• _WHAT THE TASK ASKS_:
Write out the article on babies' flat spots word for word, from "According to the" to "to 12 weeks.".

According to the American Academy of Pediatrics, the crusade to save babies from SIDS has been successful; having infants sleep on their backs has decreased the incidence of SIDS by 50 percent.
But the campaign's unintended consequence has been a rise in babies' flat spots on their heads. It's caused by the weight of their heads being against a firm surface for extended periods of time. One researcher told USA Today that babies' flat spots are signs that the infant "has not been given enough opportunities for repositioning."
The study, released online today by the American Academy of Pediatrics and published in the medical journal Pediatrics, looked at the incidence of flat spots in newborn babies. Of the 404 infants observed, 205 had some kind of flat spot on their heads. The babies ranged in age from 7 to 12 weeks.
While babies' flat spots might alarm some parents, the American Academy of Pediatrics says that the condition is generally benign and can be reversed without surgical intervention. In order to counteract the babies' flat spots epidemic, doctors say simply repositioning the baby onto his stomach can take the pressure off the back of the head and let the flat spots fill out again. Some infants, however, might require the use of the corrective helmets that can reshape the babies' flat spots.
Even though the condition isn't life-threatening, babies' flat heads can have impacts other than physiological. "This can be quite a deforming condition," Dr. Michael Cunningham, director of the Craniofacial Center in Washington, told Seattle Live. "You can have children that have such significant deformity that it really represents a major psycho-social impact for the child as they grow up."

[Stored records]
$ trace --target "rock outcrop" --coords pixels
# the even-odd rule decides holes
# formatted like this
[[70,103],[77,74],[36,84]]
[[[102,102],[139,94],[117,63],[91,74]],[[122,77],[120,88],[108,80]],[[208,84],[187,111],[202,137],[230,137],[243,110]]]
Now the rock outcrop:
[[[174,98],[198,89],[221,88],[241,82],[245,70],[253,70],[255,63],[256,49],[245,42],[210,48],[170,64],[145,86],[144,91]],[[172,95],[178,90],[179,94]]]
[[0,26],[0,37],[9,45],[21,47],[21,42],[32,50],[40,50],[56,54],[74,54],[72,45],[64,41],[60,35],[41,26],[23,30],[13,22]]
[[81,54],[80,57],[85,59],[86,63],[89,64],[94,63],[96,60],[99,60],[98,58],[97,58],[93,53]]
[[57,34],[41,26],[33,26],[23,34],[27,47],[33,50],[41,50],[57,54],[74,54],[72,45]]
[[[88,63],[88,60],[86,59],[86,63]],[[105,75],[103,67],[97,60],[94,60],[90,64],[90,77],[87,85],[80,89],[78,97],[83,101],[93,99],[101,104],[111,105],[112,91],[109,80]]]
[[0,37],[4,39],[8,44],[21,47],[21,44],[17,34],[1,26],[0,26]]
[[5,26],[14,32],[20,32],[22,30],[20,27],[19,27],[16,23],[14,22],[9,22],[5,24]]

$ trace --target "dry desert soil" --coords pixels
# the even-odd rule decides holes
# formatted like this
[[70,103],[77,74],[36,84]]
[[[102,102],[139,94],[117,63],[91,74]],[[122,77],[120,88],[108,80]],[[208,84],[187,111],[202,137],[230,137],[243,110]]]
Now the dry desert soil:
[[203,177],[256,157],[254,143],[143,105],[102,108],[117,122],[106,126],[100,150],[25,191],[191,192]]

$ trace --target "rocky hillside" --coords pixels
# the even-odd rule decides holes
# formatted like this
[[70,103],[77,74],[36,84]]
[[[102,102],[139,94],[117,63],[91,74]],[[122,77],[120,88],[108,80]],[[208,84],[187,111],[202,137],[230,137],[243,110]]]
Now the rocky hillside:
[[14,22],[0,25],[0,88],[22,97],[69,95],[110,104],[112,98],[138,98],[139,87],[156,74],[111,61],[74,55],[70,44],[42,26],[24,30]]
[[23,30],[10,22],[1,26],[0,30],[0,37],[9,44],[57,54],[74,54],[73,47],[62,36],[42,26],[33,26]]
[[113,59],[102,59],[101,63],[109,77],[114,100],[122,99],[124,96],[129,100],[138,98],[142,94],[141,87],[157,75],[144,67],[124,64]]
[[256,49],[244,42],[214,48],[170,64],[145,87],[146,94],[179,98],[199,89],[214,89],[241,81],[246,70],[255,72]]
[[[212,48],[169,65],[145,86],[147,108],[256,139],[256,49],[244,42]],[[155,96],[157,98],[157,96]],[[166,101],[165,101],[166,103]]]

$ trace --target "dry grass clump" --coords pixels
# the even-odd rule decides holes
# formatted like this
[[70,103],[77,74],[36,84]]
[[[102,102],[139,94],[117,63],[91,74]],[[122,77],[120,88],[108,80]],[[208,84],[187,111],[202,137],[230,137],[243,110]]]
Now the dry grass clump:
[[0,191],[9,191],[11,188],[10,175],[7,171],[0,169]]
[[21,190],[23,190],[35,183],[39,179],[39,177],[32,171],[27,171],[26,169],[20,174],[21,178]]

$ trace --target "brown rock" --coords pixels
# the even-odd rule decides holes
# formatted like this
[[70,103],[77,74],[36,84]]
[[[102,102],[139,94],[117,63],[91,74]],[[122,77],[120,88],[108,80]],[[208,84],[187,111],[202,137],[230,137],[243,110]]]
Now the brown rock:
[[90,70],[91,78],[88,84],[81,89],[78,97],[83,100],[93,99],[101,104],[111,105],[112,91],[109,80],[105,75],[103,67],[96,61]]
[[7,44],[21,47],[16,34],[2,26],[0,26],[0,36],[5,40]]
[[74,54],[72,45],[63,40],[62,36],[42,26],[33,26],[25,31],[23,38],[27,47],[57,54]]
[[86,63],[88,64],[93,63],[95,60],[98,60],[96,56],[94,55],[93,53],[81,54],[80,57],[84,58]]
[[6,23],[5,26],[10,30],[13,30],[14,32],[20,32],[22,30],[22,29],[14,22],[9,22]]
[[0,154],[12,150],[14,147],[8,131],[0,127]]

• _THE ANSWER_:
According to the American Academy of Pediatrics, the crusade to save babies from SIDS has been successful; having infants sleep on their backs has decreased the incidence of SIDS by 50 percent.
But the campaign's unintended consequence has been a rise in babies' flat spots on their heads. It's caused by the weight of their heads being against a firm surface for extended periods of time. One researcher told USA Today that babies' flat spots are signs that the infant "has not been given enough opportunities for repositioning."
The study, released online today by the American Academy of Pediatrics and published in the medical journal Pediatrics, looked at the incidence of flat spots in newborn babies. Of the 404 infants observed, 205 had some kind of flat spot on their heads. The babies ranged in age from 7 to 12 weeks.